Material for this task:
═══

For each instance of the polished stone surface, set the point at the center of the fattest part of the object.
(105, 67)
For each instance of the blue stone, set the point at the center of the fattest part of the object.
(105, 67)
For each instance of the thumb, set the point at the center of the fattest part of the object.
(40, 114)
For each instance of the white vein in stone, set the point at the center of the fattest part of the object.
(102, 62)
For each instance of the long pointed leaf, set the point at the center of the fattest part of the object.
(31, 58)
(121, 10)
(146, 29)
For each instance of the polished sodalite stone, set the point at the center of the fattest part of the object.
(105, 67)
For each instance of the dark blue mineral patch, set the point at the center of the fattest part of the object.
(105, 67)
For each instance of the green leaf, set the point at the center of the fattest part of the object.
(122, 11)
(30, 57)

═══

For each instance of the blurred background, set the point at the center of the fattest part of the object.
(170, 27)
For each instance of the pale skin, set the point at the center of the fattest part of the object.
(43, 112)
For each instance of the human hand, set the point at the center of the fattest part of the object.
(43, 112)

═══

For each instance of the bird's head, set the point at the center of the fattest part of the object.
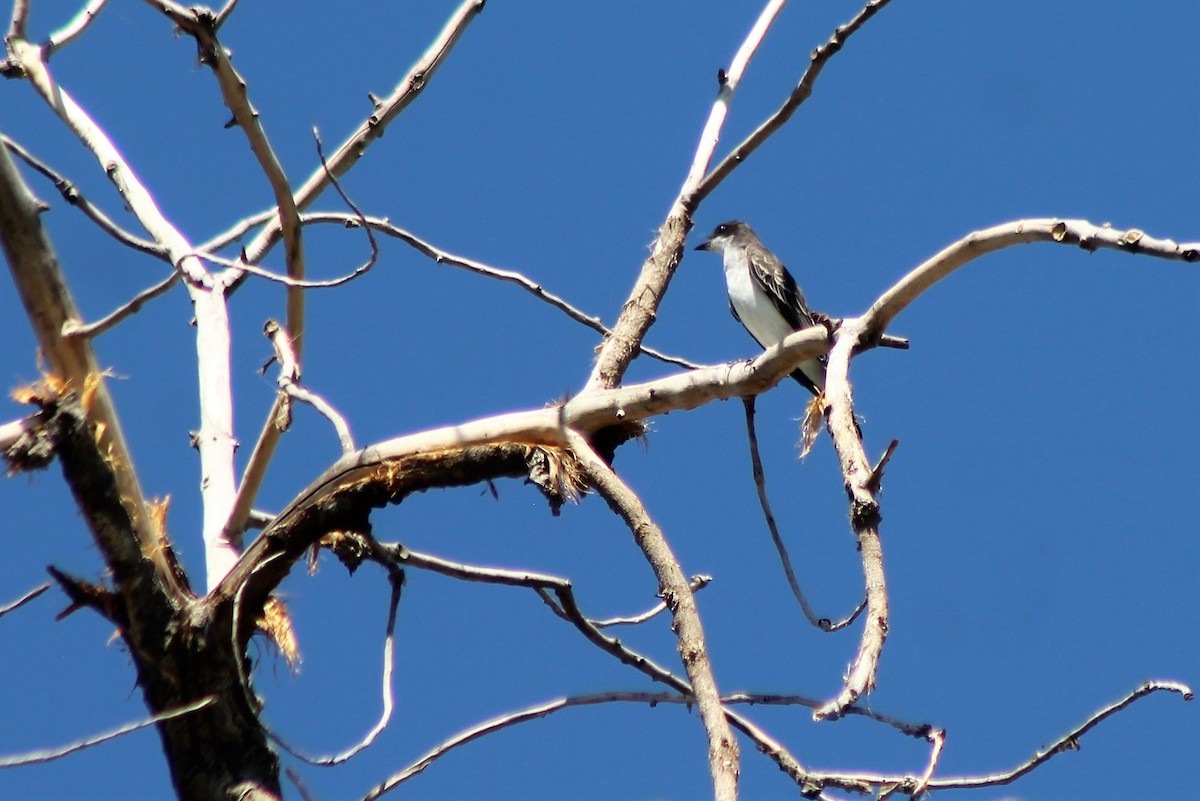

═══

Task directions:
Please copy out every line in the rows above that contains the word "polished".

Answer to this exercise:
For each instance of the polished stone surface, set the point at the center of the fattest part of the object.
For each instance of the polished sodalite stone, set the point at the center of the fattest part of the object.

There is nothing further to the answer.